▶ Passage to read
Willingness to pay and accept
As a proxy for resource allocation, one could also simply survey the measures of willingness to pay (WTP) and willingness to accept (WTA), as is common, for example, in environmental policy [24]. However, behavioral scientists cast serious doubt on the validity of such approaches, arguing that the responses may reflect attitudes, but do not represent true willingness to pay [25]. A prominent concern is that of framing, where responses depend on the way the question was posed. The distinction often hinges on WTP (as in “how much would you be willing to pay to avoid unpleasant situation X”) versus WTA (as in “how much would you need to be paid before you would accept unpleasant situation X”). Answers differ greatly in these issues depending on the framing: whether or not the object is currently owned, and is available or not.
A review comparing numerous WTA and WTP studies on the same economic area (e.g., health, environmental) concluded that WTA values regularly exceed WTP values, the gap highest for non-market goods. The authors of this summary concluded that the less the good is like an ordinary market good—that is, it cannot be readily be bought and sold—the higher the ratio [26]. They reported a typical WTA/WTP ratio of 7.2 for analyses carried out in a number of different subject areas (including health, environmental, water resources and others). A more recent review found a WTA/WTP ratio of 5.1 for goods involving health and safety [27]. These results appear to show that WTA studies—such as those involving wage premiums for risky occupations—severely overstate the more desirable measure of willingness to pay. If so, then relying on these WTA measures instead of agreed-upon cost per QALY measures would be inappropriate.
Since “health” is perhaps the quintessential non-market good, one might expect the WTA/WTA ratios for the value of life and life years to possibly be significantly higher than for typical market goods. However, some proponents of the use of labor force studies (wage differentials for risky occupations) to measure value of life argue that the gap is not nearly so large as this literature suggests, if properly interpreted, thus seeking to restore confidence in the large value of life measures found in the health and safety literature [28].

▶ Data provided
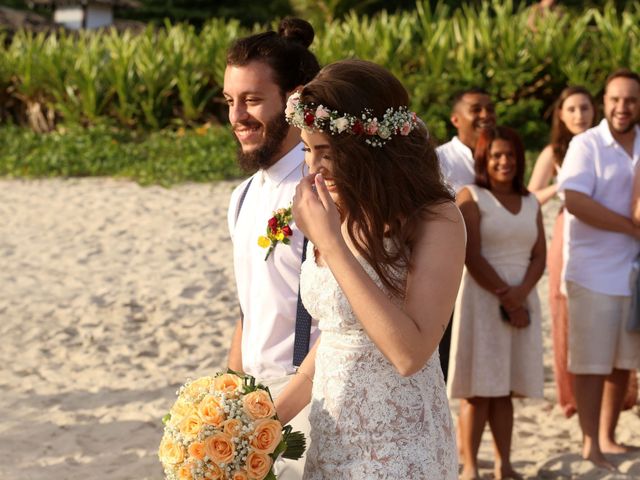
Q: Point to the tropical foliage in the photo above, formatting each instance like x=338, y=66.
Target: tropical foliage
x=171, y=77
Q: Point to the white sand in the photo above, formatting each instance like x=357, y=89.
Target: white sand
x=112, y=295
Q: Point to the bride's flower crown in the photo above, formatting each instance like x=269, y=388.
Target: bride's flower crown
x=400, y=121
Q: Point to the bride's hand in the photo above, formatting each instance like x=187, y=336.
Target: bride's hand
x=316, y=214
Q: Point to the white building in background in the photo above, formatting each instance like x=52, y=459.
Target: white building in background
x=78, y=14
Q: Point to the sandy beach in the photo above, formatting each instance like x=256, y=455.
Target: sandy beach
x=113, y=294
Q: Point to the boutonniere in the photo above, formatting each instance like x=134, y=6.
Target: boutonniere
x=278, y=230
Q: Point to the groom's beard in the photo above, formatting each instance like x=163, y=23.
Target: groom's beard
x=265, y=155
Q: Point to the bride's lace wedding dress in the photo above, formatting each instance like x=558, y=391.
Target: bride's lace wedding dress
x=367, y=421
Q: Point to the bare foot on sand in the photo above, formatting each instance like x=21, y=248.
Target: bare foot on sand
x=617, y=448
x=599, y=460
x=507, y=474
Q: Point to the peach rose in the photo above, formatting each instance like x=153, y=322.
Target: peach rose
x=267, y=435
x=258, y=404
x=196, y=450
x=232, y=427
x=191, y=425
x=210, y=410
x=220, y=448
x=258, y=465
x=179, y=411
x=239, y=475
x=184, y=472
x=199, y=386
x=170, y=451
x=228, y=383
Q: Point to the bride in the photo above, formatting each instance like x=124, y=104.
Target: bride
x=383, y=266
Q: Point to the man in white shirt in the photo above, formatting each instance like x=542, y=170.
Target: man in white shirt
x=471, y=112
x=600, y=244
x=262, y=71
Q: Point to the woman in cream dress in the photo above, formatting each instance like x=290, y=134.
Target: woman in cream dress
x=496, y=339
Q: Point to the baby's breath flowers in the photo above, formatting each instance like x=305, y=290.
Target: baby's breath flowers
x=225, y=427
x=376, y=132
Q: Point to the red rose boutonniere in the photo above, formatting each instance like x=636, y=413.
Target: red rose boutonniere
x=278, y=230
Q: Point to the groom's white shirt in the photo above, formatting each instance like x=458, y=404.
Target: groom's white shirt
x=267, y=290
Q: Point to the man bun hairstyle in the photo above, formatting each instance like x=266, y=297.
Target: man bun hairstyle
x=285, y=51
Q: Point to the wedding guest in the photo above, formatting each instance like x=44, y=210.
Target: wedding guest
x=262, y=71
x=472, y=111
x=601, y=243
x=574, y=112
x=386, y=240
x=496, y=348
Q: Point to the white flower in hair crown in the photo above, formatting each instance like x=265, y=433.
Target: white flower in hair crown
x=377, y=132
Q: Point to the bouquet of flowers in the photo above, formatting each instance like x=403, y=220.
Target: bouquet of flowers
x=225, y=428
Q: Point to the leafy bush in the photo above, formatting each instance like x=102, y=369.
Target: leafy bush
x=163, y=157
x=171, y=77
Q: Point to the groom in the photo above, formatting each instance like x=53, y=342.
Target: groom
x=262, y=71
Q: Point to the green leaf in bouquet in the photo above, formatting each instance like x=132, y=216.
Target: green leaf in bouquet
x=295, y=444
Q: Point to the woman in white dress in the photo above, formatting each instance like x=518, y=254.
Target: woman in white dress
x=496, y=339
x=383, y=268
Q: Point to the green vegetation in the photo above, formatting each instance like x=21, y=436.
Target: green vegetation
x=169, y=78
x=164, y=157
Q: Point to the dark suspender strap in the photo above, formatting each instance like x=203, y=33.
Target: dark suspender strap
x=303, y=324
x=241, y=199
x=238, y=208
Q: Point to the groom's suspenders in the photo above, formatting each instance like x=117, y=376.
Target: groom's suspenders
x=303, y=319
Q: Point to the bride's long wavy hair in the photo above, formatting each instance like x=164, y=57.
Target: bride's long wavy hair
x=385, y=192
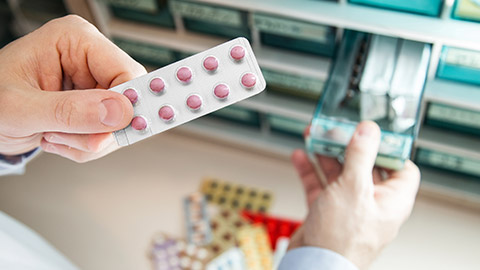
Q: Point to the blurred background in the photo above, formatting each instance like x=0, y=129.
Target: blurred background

==

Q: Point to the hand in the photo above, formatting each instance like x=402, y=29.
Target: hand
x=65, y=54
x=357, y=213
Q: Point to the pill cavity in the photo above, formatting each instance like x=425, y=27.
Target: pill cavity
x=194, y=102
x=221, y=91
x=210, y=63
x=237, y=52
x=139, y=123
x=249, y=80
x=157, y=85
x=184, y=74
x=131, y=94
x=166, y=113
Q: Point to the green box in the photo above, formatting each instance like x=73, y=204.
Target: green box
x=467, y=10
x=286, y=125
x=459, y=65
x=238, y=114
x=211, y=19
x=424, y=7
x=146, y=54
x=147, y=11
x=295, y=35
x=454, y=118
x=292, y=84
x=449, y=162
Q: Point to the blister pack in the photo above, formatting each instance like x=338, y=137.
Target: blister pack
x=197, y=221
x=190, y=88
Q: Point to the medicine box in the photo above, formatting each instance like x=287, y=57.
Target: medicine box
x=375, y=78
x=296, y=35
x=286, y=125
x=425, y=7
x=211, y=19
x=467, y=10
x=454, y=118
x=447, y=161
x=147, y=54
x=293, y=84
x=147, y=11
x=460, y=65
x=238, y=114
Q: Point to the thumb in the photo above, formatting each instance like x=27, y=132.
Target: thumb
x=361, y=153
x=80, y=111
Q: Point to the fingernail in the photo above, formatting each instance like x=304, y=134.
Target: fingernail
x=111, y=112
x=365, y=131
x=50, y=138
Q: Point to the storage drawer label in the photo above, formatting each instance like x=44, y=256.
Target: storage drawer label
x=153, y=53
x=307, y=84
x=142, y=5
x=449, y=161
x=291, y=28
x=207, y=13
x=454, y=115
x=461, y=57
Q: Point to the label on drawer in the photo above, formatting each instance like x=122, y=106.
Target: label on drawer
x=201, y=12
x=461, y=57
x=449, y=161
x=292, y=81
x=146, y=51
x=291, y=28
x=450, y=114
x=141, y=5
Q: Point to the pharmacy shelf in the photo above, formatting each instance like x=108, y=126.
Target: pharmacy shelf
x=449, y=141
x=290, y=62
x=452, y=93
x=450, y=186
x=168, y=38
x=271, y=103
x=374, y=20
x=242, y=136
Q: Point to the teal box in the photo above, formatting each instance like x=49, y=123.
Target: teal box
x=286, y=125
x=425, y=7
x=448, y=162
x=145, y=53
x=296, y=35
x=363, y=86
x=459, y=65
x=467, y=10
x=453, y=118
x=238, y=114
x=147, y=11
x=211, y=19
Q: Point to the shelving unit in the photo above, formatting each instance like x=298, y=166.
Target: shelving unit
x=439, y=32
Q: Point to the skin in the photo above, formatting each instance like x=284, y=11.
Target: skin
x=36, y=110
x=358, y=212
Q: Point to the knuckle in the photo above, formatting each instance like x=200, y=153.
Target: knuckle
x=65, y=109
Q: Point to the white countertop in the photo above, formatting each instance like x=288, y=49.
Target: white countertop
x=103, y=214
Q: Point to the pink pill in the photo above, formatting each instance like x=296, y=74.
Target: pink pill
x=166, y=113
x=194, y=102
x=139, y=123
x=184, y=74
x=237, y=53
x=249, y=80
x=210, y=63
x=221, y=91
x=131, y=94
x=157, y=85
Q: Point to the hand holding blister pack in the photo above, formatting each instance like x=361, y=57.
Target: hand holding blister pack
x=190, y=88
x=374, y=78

▶ Activity A
Decide whether each statement agrees with the passage on willingness to pay and accept, answering yes or no and quoting the words that settle it: (i) WTA values tend to be higher than WTP values; (ii) the more recent review reported a WTA/WTP ratio of 7.2 for health and safety goods; (iii) the gap between WTA and WTP is largest for market goods.
▶ Activity B
Write out the part of the passage on willingness to pay and accept between "Willingness to pay and" and "available or not.", inclusive.
The data has no connection to the passage on willingness to pay and accept.

▶ Your response A
(i) Yes: "concluded that WTA values regularly exceed WTP values"
(ii) No: "A more recent review found a WTA/WTP ratio of 5.1 for goods involving health and safety"
(iii) No: "the gap highest for non-market goods"

▶ Your response B
Willingness to pay and accept
As a proxy for resource allocation, one could also simply survey the measures of willingness to pay (WTP) and willingness to accept (WTA), as is common, for example, in environmental policy [24]. However, behavioral scientists cast serious doubt on the validity of such approaches, arguing that the responses may reflect attitudes, but do not represent true willingness to pay [25]. A prominent concern is that of framing, where responses depend on the way the question was posed. The distinction often hinges on WTP (as in “how much would you be willing to pay to avoid unpleasant situation X”) versus WTA (as in “how much would you need to be paid before you would accept unpleasant situation X”). Answers differ greatly in these issues depending on the framing: whether or not the object is currently owned, and is available or not.